(Data section):
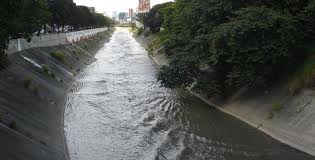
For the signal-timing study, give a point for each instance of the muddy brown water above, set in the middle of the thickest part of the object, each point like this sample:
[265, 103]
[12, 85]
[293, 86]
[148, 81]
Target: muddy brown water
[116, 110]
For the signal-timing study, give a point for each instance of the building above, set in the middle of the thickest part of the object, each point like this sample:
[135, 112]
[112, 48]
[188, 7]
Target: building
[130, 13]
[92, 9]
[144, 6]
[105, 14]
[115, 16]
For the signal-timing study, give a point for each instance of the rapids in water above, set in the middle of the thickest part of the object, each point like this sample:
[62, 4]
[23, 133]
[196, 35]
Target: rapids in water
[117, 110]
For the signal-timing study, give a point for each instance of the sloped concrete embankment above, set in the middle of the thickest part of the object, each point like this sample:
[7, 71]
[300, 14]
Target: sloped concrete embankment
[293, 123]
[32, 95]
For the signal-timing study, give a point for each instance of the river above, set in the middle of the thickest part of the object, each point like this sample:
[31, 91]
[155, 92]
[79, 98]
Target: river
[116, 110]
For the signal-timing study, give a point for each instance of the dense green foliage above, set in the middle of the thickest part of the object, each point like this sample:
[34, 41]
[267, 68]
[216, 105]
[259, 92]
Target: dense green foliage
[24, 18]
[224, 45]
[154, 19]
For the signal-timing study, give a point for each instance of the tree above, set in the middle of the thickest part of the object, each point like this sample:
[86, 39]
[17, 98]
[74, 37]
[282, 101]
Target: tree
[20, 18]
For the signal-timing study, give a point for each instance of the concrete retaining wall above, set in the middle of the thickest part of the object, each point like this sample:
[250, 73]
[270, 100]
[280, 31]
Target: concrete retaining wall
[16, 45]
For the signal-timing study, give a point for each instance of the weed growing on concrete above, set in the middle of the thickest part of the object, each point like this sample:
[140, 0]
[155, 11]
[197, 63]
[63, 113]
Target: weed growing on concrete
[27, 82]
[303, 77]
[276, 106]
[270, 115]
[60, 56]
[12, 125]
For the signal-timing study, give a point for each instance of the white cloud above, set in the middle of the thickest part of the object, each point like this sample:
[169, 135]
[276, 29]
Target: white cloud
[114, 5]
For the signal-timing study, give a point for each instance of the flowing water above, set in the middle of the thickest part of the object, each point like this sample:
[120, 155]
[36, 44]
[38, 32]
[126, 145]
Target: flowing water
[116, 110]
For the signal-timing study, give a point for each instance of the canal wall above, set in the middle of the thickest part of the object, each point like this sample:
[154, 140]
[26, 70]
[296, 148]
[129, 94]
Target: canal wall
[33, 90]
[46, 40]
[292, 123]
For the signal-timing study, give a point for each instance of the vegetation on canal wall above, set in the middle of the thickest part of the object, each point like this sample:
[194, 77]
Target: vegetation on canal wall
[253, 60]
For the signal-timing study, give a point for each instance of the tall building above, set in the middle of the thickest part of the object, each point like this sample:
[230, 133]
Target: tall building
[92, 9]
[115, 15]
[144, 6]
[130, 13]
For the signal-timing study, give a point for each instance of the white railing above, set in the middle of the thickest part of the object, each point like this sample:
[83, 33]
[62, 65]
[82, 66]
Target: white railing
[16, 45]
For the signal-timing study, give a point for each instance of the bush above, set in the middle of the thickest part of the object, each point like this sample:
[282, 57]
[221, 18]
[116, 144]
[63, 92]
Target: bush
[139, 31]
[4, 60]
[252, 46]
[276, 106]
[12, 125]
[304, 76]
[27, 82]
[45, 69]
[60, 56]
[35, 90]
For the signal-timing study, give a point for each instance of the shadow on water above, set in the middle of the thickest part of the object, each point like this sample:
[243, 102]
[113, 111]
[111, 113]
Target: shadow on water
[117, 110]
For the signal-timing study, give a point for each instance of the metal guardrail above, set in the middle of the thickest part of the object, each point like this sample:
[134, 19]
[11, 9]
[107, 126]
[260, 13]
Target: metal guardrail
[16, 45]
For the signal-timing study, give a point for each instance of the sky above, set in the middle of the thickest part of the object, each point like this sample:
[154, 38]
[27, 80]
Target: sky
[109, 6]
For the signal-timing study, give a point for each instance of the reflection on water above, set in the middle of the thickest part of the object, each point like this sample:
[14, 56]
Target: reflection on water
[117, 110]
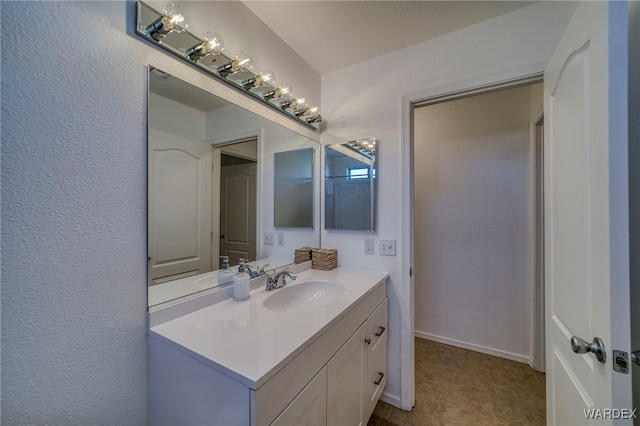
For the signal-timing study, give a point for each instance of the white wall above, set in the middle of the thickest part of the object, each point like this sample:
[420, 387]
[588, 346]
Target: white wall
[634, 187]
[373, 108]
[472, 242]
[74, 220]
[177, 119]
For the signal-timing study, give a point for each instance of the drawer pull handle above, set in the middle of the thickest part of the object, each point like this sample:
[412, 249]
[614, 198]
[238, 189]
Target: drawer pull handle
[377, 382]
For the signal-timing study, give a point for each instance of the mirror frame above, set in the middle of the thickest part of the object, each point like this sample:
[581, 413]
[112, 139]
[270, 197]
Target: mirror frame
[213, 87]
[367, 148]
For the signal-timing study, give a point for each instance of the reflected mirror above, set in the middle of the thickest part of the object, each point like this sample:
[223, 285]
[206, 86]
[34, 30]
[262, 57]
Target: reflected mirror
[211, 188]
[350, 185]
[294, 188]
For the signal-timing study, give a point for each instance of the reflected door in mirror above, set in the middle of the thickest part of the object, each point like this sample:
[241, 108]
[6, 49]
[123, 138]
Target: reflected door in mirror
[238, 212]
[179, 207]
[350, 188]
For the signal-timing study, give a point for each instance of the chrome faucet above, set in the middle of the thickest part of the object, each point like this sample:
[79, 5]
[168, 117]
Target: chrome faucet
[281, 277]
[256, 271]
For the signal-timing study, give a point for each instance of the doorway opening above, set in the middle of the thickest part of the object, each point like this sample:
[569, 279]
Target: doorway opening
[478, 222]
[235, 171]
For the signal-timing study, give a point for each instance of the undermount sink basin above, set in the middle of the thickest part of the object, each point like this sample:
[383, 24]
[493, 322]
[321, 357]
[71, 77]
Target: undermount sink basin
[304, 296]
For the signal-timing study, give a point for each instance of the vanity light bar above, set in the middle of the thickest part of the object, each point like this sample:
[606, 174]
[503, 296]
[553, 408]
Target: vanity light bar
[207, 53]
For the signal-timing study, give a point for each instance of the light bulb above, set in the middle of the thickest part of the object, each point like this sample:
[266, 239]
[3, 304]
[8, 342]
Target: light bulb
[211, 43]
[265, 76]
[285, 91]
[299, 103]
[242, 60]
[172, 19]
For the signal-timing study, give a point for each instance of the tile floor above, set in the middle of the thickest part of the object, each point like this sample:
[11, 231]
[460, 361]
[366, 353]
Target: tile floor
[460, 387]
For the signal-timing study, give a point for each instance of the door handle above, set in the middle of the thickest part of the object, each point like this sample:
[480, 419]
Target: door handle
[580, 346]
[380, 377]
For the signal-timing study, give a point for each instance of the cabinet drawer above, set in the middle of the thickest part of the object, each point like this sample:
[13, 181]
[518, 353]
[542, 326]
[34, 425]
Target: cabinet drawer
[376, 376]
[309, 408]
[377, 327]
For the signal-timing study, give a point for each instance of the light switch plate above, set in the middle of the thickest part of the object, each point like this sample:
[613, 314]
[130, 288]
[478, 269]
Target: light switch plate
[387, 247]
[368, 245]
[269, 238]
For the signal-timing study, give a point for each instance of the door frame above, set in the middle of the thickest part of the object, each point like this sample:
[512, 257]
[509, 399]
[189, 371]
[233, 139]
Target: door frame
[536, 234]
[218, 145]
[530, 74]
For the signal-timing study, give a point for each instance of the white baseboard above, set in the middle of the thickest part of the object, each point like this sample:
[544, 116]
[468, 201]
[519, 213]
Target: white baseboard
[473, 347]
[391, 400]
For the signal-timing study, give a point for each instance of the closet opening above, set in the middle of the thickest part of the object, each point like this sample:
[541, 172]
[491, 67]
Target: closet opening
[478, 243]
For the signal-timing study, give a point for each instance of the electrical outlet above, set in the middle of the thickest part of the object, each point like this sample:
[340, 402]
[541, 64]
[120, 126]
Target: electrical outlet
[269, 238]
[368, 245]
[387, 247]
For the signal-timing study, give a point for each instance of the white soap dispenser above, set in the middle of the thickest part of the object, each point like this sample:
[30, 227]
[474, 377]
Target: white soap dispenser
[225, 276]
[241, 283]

(Set task):
Write out once more the lines above beginning at the line with "of the electrical"; continue through the final line and stop there.

(Completed task):
For the signal-timing study, give a point for each instance of the electrical outlet above, set in the middle of the thickest part of the object, each point like this sample:
[340, 402]
[541, 64]
[120, 126]
Target: electrical outlet
[269, 238]
[368, 245]
[387, 247]
For the signal-timing study, give a point for each instance of the white soap dispenser above, set in the middle of the thickest part of the object, each point like this sample:
[30, 227]
[474, 377]
Target: white soap dispenser
[225, 276]
[241, 283]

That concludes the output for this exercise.